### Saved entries
::::::::

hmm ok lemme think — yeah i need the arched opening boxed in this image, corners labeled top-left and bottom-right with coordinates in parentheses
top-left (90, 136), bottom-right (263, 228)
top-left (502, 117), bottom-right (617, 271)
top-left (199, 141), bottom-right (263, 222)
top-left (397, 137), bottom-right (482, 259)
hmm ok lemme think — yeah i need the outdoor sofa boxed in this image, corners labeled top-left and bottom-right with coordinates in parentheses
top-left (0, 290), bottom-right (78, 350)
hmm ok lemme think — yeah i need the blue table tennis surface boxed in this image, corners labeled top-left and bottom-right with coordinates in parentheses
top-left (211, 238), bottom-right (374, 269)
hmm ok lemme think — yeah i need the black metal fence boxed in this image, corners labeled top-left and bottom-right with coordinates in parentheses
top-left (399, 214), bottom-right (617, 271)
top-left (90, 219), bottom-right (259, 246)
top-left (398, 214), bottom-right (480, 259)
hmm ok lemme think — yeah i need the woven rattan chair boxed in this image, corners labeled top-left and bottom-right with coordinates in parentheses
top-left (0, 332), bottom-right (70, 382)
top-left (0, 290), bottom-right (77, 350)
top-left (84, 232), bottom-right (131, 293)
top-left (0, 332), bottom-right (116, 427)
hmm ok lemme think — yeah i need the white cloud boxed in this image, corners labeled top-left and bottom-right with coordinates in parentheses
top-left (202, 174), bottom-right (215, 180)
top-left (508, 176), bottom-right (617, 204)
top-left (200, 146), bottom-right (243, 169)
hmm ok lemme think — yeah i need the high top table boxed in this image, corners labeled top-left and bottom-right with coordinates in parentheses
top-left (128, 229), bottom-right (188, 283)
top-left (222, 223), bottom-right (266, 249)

::::::::

### Aim of the exercise
The response should be every record above restated exactly.

### Problem solution
hmm ok lemme think — yeah i need the arched opening boxed in this image, corners labeled top-left and bottom-right with coordinates in parentheses
top-left (90, 136), bottom-right (263, 228)
top-left (502, 117), bottom-right (617, 271)
top-left (199, 141), bottom-right (263, 222)
top-left (397, 137), bottom-right (482, 259)
hmm ok lemme think — yeah i need the outdoor sofa boxed in this image, corners labeled top-left and bottom-right with coordinates in parentheses
top-left (0, 290), bottom-right (78, 350)
hmm ok lemme think — yeah i need the blue table tennis surface boxed in this image, corners labeled top-left and bottom-right with coordinates in parentheses
top-left (211, 238), bottom-right (374, 269)
hmm ok lemme think — yeah i need the black metal fence boxed in this image, corners labeled top-left and bottom-right with coordinates in parentheses
top-left (399, 214), bottom-right (617, 271)
top-left (90, 219), bottom-right (259, 246)
top-left (398, 214), bottom-right (480, 259)
hmm ok lemme think — yeah i need the woven rattan chair boxed in this image, corners labeled top-left and bottom-right with coordinates in parentheses
top-left (0, 332), bottom-right (70, 382)
top-left (0, 290), bottom-right (77, 350)
top-left (84, 232), bottom-right (131, 293)
top-left (0, 332), bottom-right (116, 427)
hmm ok lemme think — yeah i need the white cloud boxed in this image, corners labeled top-left and bottom-right with coordinates in parentheses
top-left (202, 174), bottom-right (215, 180)
top-left (508, 176), bottom-right (617, 204)
top-left (200, 146), bottom-right (243, 169)
hmm ok lemme think — yeah i need the high top table boxed in this image, corners labeled top-left and bottom-right with coordinates in parentheses
top-left (128, 229), bottom-right (188, 283)
top-left (222, 223), bottom-right (266, 249)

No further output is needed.